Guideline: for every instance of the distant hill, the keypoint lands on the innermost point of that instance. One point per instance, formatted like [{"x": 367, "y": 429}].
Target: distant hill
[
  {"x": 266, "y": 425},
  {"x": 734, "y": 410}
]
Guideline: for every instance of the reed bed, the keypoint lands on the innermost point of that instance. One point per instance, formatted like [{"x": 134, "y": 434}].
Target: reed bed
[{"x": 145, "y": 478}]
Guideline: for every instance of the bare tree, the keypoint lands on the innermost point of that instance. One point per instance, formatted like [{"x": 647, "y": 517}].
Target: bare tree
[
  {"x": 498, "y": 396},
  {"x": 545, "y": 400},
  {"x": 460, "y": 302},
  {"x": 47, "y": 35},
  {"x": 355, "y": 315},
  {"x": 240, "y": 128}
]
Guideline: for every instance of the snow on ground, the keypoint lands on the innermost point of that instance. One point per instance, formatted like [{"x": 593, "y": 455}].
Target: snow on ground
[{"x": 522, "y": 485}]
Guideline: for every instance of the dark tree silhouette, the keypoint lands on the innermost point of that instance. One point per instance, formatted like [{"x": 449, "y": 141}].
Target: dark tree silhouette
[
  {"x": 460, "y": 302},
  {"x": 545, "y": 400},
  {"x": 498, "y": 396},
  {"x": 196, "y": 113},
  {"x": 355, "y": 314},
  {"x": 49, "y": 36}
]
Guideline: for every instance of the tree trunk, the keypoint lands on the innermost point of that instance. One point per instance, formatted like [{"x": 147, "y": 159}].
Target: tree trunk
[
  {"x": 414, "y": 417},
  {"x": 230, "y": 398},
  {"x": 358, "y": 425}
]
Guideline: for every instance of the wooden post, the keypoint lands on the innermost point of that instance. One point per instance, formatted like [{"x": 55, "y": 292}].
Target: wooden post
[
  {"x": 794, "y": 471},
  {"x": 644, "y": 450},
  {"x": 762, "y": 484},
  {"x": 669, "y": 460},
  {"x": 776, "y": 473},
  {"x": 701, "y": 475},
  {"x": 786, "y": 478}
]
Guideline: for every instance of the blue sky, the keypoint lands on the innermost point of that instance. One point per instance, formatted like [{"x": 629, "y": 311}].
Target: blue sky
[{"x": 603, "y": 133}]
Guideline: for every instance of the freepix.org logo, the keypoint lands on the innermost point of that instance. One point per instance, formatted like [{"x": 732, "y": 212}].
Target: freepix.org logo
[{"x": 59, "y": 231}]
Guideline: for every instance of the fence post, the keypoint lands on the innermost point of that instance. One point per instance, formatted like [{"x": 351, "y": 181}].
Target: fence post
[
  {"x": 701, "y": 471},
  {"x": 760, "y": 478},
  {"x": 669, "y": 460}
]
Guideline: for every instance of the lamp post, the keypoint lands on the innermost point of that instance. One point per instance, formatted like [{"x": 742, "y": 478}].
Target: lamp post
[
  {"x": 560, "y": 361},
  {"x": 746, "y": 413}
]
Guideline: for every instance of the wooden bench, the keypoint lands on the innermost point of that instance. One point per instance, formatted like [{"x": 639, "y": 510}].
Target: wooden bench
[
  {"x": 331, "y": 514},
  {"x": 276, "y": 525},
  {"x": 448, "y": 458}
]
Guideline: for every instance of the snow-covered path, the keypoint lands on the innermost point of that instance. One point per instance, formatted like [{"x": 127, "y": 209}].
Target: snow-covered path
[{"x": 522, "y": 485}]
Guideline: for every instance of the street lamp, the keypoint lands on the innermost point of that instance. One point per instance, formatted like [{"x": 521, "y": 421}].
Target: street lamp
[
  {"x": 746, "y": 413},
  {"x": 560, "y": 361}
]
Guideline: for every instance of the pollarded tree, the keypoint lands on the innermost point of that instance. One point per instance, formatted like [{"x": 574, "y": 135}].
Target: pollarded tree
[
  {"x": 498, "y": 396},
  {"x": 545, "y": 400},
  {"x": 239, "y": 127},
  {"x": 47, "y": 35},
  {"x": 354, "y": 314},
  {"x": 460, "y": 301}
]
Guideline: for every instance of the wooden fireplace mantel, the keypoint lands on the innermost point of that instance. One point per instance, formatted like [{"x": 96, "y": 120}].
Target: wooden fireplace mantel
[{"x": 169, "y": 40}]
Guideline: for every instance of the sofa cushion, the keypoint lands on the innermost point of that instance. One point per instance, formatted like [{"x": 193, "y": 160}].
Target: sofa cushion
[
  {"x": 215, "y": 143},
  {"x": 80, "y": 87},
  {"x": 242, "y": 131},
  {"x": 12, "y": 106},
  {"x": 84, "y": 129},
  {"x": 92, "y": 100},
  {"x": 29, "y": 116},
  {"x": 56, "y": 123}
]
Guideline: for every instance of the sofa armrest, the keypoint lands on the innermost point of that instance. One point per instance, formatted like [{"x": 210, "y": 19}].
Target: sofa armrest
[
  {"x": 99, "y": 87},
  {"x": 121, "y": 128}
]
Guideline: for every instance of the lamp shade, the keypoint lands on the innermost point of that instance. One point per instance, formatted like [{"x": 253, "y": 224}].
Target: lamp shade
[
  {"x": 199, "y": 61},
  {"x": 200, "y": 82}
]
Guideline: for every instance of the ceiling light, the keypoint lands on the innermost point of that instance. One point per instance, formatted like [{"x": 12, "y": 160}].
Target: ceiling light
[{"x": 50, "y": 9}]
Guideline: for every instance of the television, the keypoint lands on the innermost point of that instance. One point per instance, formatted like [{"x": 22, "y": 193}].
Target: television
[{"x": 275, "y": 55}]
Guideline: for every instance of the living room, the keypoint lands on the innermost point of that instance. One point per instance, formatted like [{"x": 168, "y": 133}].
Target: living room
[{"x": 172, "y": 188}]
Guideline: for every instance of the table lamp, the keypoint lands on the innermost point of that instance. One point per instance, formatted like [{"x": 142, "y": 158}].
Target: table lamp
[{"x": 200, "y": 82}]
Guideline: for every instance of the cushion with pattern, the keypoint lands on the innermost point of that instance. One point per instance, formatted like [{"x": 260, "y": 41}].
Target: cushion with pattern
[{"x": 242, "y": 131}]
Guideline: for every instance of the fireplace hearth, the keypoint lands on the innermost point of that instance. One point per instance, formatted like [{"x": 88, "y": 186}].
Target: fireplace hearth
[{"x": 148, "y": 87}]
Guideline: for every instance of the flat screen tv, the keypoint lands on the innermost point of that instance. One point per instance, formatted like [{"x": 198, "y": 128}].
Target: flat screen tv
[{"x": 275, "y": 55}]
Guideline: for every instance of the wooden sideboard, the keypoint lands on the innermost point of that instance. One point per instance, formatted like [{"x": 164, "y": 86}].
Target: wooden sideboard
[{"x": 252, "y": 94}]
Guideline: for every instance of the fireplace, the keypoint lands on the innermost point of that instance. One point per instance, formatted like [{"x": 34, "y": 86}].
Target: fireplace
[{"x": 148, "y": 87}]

-------------------------

[TASK PROMPT]
Each line from the one containing "Target: cushion with pattern" to the final line of the entries above must be returned exactly, and no other line may appear.

[EXERCISE RESULT]
Target: cushion with pattern
[{"x": 242, "y": 131}]
Guideline: for every instance of the fireplace hearth, the keypoint lands on the innermost point of that instance. One point per instance, formatted like [{"x": 88, "y": 186}].
Target: fireplace hearth
[{"x": 148, "y": 87}]
Guideline: for every instance of the flat screen tv, the keypoint lands on the innermost point of that instance. One point per instance, formatted like [{"x": 198, "y": 128}].
Target: flat screen tv
[{"x": 275, "y": 55}]
Guideline: for every instance of the wooden sideboard, the keypoint lands on the innermost point of that instance. One point per instance, formatted like [{"x": 164, "y": 86}].
Target: wooden sideboard
[{"x": 252, "y": 94}]
Guideline: for every instance of the fireplace, the keypoint lands on the innermost point of that instance. One point per instance, formatted like [{"x": 34, "y": 86}].
Target: fireplace
[{"x": 148, "y": 87}]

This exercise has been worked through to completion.